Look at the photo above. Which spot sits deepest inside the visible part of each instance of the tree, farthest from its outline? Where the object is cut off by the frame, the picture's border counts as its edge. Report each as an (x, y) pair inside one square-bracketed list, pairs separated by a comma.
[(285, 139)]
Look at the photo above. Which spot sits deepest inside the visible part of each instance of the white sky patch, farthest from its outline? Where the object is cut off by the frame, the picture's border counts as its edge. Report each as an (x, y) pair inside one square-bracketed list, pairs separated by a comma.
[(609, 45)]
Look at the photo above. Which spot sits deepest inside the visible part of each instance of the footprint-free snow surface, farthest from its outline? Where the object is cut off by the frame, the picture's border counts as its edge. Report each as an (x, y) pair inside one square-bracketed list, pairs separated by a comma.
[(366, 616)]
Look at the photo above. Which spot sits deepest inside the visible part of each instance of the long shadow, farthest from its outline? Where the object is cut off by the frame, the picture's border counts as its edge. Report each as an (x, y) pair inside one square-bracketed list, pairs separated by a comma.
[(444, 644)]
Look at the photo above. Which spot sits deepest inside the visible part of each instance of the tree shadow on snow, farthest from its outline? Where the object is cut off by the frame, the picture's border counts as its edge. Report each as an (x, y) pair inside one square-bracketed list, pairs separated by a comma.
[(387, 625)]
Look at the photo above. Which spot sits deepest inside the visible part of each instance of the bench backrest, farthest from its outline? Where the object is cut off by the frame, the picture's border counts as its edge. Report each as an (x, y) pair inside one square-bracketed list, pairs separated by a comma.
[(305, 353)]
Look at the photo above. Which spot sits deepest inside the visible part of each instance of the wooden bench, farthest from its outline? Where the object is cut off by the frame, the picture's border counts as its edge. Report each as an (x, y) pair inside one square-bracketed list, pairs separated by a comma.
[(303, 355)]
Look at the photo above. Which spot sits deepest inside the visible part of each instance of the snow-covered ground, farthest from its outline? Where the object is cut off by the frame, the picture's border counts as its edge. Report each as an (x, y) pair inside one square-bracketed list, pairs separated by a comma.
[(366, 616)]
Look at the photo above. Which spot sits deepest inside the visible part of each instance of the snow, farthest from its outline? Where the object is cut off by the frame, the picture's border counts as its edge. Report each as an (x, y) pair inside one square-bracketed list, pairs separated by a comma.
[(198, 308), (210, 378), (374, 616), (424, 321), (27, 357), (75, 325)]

WHAT YOU WILL DO:
Rewrite all of the items above, swapping "outline" for "boundary" wherever it occurs and changing nothing else.

ANSWER FOR THIS EXERCISE:
Look at the photo above. Which spot sits deepest inside the visible part of each instance of the tree, farthest from its boundary? Where the object is cut off by the frame, the picture's border counts as its edge. Report each as an (x, y) pair inside one square-bracketed list, pairs separated by a comma.
[(285, 139)]
Look at the photo above. Which spot sits deepest inside the visible part of each instance of the white sky patch, farthest from its boundary? Where the object is cut off by the frame, the picture's border counts as its edge. Report each as an (x, y) pair inside one square-bracketed list, pairs separated by a comma.
[(609, 45)]
Look at the photo above. Which spot sits deepest inside the visible part of each instance of the footprint-free snow surface, farthest from its boundary? Where the object is cut off by the frame, the picture's border counts as its edge. Report each as an (x, y) pair inside one square-bracketed list, pairs separated by a comma.
[(366, 616)]
Look at the photo above. Which spot sits deepest inside the visible part of each instance of the long shadow, farthest from its boundary? Where the object is cut off by the frame, the picture's border counts as its edge. Report each as an (x, y) pair inside one square-bracketed list, pairs separated by a comma.
[(444, 644)]
Look at the photo above. Which spot sits deepest inside the visible part of each instance of the tree shadow on snow, farthest from its boundary? Where the object is cut off by the frame, the picture's border counts as its edge. Report each as an (x, y) pair inside one square-bracketed list, pairs separated by a comma.
[(387, 625)]
Look at the photo above. Which spot sits deepest inside the visible part of each instance of the bench backrest, farthest from its boundary? Where the object is cut off by the frame, the picture's border counts as its edge. Report each as an (x, y) pair inside one square-bracketed list, pairs separated by a comma.
[(305, 353)]
Look at the photo above. Which spot sits deepest inside the visible part of each instance of the wooden bench, farthest from its boundary? Where the object is cut off by the frame, the picture's border counts as its edge. Report each as an (x, y) pair inside one square-bracketed list, pairs separated by a comma.
[(303, 355)]
Look at the photo above. Which spot sits deepest inside the visible part of each instance of the snow-covered ground, farthest from its boundary? Where the object is cut off by the frame, the picture's border counts as its edge. Report each as an (x, y) pair inside one square-bracketed list, pairs separated by a comma.
[(366, 616)]
Look at the photo above. Which spot sits deepest inside the visible part of each instance of the snow, farthest from its boundary? Where the object is cut off by the frame, the picture's border counts as its edge. Report each as an (x, y) pair inside one square-bracketed list, pairs separated by a comma.
[(198, 308), (210, 378), (374, 616), (424, 321), (27, 357), (75, 325)]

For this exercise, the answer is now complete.